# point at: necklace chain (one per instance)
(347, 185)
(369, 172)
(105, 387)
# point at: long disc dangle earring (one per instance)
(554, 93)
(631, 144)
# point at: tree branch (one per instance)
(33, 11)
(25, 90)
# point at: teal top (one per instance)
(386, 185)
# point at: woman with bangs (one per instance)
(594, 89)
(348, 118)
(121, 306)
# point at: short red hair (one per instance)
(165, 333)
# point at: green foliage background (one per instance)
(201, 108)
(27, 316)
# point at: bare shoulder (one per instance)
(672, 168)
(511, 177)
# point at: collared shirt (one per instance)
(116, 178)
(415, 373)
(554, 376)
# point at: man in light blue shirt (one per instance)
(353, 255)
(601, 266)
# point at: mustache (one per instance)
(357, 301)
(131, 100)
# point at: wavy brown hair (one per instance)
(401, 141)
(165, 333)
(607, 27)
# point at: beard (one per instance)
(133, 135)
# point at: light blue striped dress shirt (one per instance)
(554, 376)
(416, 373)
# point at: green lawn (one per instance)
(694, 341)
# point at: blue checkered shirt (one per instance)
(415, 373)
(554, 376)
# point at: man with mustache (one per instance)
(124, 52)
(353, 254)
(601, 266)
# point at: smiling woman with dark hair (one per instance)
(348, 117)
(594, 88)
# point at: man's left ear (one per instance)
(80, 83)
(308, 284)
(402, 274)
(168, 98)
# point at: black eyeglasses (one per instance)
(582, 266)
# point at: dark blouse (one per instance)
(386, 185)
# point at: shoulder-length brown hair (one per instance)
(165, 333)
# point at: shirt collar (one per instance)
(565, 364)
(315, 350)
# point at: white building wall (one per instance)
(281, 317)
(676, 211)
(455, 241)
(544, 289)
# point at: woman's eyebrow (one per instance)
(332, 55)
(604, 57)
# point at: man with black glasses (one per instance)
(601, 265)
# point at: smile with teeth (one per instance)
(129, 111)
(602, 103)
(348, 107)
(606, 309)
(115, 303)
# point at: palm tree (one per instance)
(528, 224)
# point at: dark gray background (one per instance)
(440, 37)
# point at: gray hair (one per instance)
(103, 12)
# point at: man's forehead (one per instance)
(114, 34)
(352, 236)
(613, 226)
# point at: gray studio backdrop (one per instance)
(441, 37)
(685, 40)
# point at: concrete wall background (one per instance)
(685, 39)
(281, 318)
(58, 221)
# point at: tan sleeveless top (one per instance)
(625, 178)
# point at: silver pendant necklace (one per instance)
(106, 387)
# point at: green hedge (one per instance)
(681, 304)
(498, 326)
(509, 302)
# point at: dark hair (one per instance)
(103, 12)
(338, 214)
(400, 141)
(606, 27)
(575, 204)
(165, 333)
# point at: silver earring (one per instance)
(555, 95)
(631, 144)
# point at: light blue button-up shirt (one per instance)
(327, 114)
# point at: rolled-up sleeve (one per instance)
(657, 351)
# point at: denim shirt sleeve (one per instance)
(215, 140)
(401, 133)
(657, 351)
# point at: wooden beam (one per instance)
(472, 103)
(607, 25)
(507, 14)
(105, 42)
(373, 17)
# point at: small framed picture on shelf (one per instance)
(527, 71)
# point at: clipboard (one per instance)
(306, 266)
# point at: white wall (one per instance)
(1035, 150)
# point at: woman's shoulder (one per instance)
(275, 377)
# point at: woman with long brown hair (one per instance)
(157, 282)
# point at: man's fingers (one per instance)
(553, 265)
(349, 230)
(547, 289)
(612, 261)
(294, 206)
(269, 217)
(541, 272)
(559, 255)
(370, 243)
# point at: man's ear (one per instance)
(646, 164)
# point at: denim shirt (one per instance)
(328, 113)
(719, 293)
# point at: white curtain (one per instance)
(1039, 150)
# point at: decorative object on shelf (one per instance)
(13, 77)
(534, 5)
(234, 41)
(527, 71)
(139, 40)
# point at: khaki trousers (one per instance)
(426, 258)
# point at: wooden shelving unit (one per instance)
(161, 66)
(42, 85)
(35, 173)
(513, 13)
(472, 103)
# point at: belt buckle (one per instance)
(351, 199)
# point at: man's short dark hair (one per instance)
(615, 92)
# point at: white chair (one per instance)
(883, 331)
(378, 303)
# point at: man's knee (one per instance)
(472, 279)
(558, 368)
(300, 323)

*PROBLEM TO SOLVE*: Copy these records verbatim, every line in order from the first to the last.

*TASK OUTPUT*:
# point at: necklace chain (one per instance)
(347, 185)
(369, 172)
(105, 387)
# point at: long disc dangle earring (one per instance)
(554, 93)
(631, 144)
# point at: tree branch (one per instance)
(33, 11)
(25, 90)
# point at: teal top (one per instance)
(386, 185)
# point at: woman with bangs (one per instance)
(594, 89)
(348, 118)
(121, 306)
# point at: short red hair (one per instance)
(165, 333)
# point at: green foliage background (one per instance)
(201, 108)
(27, 316)
# point at: bare shoulder (one per instance)
(672, 168)
(511, 177)
# point at: collared shirt (one per instance)
(116, 178)
(415, 373)
(554, 376)
# point at: man in light blue shirt (one per instance)
(353, 255)
(601, 266)
# point at: mustache (one per instance)
(357, 301)
(131, 100)
# point at: wavy brown hair (one per instance)
(401, 141)
(165, 333)
(607, 27)
# point at: beard (one per instance)
(133, 135)
# point at: light blue striped dress shirt (one per instance)
(554, 376)
(416, 373)
# point at: green lawn (one per instance)
(694, 341)
# point at: blue checkered shirt (one per instance)
(415, 373)
(554, 376)
# point at: man with mustache (one per instance)
(124, 52)
(353, 254)
(601, 266)
# point at: smiling woman with dark hair (one per instance)
(348, 117)
(594, 88)
# point at: man's left ear (one per instance)
(80, 83)
(308, 284)
(402, 274)
(168, 98)
# point at: black eyeglasses (one per instance)
(582, 266)
# point at: dark blouse (one per instance)
(386, 185)
# point at: shoulder-length brown hair (one per instance)
(165, 333)
# point at: shirt collar (one per instance)
(565, 364)
(315, 350)
# point at: white building wall (one per instance)
(281, 317)
(676, 211)
(455, 241)
(544, 289)
# point at: woman's eyebrow (one per instance)
(332, 55)
(604, 57)
# point at: man with black glasses (one per instance)
(601, 265)
# point at: smile with teeth (one per instance)
(129, 111)
(602, 103)
(348, 107)
(606, 309)
(115, 303)
# point at: palm tree (one per instance)
(528, 224)
# point at: dark gray background (one per instance)
(440, 37)
# point at: gray hair (one per instance)
(103, 12)
# point at: man's forehead (one per instance)
(114, 34)
(352, 236)
(613, 226)
# point at: gray studio backdrop (one per instance)
(441, 37)
(685, 40)
# point at: concrete wall background (one per instance)
(685, 39)
(281, 318)
(58, 221)
# point at: tan sleeveless top (one per instance)
(625, 178)
# point at: silver pendant necklace (one per instance)
(106, 387)
# point at: green hedge (one per instance)
(681, 304)
(498, 326)
(509, 302)
# point at: dark hair (one per instance)
(103, 12)
(338, 214)
(400, 141)
(606, 27)
(575, 204)
(165, 333)
# point at: silver earring (one per instance)
(555, 95)
(631, 144)
# point at: light blue button-up shirt (one per instance)
(327, 114)
# point at: rolled-up sleeve (one per instance)
(657, 351)
# point at: denim shirt sleeve (one per instance)
(215, 140)
(401, 133)
(657, 351)
# point at: wooden beam (one per instance)
(472, 103)
(607, 25)
(507, 14)
(105, 42)
(373, 17)
# point at: small framed picture on shelf (one per instance)
(527, 71)
# point at: clipboard (one per instance)
(306, 266)
# point at: white wall (one per instance)
(1035, 150)
# point at: woman's shoulder (one per instance)
(275, 377)
# point at: woman with long brown hair (one per instance)
(157, 282)
# point at: man's fingers (one per instance)
(553, 265)
(349, 230)
(547, 289)
(612, 261)
(294, 206)
(269, 217)
(541, 272)
(559, 255)
(370, 243)
# point at: man's ear (one per instance)
(646, 164)
# point at: denim shirt (one per instance)
(328, 113)
(719, 293)
# point at: white curtain (one per instance)
(1039, 150)
# point at: decorative object on shelf (one per instance)
(13, 77)
(534, 5)
(234, 41)
(527, 71)
(139, 40)
# point at: khaki trousers (one per instance)
(426, 258)
# point at: wooden shelving unit (one per instance)
(161, 66)
(42, 85)
(35, 173)
(513, 13)
(472, 103)
# point at: belt buckle (one per instance)
(351, 199)
# point at: man's short dark hair (one per instance)
(615, 92)
# point at: white chair (one per instance)
(883, 331)
(378, 303)
# point at: man's knee (one per instance)
(472, 279)
(558, 368)
(300, 323)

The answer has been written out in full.